> **The problem**
Wherever a line of the data contains "strap", copy that line.

Stored items:
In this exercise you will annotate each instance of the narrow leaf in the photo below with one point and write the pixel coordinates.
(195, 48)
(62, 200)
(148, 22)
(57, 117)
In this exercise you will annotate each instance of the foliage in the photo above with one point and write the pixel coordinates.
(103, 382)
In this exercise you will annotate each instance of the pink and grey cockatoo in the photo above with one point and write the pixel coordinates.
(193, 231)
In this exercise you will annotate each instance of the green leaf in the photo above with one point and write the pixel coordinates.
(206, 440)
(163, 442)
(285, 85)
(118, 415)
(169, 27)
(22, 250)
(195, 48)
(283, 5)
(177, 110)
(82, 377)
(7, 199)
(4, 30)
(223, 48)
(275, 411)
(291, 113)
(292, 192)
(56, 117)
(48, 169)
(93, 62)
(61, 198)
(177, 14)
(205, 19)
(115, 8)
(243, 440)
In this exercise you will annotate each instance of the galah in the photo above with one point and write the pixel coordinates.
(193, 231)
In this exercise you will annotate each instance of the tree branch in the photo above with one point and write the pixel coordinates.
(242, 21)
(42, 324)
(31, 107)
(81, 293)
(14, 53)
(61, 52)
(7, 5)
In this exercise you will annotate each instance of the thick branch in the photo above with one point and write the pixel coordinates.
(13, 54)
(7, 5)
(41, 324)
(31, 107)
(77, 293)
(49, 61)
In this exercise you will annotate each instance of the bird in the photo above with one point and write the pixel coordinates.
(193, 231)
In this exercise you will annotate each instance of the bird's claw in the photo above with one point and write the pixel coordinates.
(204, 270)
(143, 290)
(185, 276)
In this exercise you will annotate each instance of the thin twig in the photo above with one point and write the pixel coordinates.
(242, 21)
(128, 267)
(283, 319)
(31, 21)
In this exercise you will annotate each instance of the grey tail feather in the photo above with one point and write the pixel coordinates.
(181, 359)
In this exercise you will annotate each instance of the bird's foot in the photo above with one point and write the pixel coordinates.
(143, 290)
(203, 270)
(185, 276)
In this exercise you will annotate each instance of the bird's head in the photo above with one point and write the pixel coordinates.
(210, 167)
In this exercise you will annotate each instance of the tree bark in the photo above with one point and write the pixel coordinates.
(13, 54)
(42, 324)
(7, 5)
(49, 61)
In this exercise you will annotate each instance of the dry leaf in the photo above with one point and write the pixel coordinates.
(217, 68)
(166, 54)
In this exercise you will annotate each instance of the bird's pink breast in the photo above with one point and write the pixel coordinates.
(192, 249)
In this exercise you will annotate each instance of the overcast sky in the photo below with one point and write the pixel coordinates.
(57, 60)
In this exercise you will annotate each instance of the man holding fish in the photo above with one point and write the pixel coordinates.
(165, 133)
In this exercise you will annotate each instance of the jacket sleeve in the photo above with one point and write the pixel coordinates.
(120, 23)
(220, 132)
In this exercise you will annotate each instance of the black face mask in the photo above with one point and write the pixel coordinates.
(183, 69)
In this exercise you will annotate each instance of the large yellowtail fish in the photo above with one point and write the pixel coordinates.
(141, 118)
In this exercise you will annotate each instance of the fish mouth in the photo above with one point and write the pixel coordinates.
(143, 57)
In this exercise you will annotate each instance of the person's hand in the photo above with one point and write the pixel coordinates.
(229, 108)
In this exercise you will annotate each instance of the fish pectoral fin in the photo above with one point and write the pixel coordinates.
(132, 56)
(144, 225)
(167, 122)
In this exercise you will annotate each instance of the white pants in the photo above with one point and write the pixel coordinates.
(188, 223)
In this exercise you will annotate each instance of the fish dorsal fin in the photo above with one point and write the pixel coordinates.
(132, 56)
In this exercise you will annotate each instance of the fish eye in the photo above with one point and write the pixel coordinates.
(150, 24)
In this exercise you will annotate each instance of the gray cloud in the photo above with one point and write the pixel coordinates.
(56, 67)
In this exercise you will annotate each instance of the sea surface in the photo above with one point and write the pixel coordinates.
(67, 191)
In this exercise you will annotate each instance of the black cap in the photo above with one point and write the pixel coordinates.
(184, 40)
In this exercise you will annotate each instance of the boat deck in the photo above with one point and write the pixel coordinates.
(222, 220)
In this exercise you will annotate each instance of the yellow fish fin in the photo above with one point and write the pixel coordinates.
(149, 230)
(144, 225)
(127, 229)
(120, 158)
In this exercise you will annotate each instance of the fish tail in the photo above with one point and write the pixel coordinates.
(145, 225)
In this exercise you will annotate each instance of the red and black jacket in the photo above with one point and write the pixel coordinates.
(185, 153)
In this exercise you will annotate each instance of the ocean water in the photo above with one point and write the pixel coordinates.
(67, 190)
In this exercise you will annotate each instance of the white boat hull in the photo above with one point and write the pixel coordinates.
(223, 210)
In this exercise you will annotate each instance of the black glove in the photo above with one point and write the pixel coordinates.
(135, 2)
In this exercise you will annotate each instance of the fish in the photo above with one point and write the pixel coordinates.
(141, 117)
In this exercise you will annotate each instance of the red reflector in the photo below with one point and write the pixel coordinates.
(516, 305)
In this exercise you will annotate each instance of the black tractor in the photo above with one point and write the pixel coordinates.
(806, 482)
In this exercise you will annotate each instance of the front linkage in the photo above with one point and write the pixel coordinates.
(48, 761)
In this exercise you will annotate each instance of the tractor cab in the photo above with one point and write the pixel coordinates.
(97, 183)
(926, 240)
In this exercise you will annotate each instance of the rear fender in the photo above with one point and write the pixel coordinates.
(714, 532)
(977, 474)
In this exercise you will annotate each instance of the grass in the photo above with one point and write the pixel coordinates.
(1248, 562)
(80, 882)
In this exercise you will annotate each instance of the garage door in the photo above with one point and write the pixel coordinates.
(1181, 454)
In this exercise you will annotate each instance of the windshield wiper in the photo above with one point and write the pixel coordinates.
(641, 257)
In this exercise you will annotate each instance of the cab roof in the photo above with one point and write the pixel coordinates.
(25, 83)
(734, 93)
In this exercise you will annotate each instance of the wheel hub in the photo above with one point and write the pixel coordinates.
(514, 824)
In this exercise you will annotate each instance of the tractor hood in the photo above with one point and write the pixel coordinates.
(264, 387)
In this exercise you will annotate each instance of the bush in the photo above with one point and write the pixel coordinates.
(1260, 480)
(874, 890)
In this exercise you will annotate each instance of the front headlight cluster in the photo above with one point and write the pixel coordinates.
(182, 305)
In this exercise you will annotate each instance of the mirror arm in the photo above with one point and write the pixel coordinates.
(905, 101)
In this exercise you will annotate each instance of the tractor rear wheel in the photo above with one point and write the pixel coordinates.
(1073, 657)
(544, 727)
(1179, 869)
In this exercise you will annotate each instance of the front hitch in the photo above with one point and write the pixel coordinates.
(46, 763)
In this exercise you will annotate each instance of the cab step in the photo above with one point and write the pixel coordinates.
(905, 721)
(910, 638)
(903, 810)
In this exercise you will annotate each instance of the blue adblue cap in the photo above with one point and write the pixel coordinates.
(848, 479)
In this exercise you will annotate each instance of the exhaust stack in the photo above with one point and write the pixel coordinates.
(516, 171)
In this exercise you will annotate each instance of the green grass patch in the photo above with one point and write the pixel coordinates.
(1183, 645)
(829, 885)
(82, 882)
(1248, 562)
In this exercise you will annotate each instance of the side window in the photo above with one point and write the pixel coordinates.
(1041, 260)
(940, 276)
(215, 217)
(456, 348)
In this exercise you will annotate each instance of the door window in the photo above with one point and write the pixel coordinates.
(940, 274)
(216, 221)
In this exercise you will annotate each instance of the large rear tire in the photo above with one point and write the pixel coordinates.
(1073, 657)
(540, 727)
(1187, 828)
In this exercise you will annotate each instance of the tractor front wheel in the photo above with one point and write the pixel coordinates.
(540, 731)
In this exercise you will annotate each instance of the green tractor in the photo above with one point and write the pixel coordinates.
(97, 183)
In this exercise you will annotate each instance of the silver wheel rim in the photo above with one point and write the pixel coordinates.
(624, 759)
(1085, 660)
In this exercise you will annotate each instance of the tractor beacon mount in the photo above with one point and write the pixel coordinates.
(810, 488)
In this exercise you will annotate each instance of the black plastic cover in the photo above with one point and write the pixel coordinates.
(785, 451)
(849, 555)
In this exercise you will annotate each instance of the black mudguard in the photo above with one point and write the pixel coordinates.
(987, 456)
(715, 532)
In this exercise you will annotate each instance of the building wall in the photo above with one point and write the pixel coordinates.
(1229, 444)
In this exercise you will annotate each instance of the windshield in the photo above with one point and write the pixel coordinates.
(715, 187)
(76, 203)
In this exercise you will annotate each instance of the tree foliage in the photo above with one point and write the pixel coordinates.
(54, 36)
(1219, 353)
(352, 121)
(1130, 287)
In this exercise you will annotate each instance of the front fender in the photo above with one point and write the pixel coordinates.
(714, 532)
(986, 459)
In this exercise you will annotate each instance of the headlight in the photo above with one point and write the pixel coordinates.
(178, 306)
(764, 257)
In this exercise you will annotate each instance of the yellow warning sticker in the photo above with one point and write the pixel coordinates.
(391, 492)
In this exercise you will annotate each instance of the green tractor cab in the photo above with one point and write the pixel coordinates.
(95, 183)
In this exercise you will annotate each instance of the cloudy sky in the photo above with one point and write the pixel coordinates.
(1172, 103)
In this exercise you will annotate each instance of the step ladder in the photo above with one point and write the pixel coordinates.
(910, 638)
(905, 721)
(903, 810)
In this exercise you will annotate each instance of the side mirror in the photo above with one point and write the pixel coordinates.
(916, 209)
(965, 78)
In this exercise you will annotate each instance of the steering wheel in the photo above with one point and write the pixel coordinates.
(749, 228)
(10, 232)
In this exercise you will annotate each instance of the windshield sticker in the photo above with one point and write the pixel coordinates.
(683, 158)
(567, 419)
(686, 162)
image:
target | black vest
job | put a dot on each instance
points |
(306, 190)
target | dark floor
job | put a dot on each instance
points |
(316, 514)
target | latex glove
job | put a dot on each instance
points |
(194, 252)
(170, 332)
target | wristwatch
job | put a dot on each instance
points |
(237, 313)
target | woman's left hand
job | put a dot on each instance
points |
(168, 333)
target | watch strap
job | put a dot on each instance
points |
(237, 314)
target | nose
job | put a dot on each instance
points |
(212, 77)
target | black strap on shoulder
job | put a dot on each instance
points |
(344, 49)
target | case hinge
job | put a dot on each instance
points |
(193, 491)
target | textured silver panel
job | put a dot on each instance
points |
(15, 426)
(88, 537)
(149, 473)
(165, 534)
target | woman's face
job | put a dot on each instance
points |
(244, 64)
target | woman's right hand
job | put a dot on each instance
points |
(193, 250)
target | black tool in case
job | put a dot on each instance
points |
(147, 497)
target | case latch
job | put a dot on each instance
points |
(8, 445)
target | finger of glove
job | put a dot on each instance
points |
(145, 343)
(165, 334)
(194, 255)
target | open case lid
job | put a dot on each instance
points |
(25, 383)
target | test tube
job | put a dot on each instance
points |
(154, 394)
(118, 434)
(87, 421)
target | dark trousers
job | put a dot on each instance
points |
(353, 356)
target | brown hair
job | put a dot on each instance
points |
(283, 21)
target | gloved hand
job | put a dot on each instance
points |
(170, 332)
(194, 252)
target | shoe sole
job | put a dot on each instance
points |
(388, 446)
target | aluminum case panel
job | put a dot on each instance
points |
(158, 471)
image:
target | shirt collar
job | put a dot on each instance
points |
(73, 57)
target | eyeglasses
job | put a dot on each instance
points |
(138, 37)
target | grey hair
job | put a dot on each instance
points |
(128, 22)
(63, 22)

> **Solution**
target | watch strap
target | black strap on shoulder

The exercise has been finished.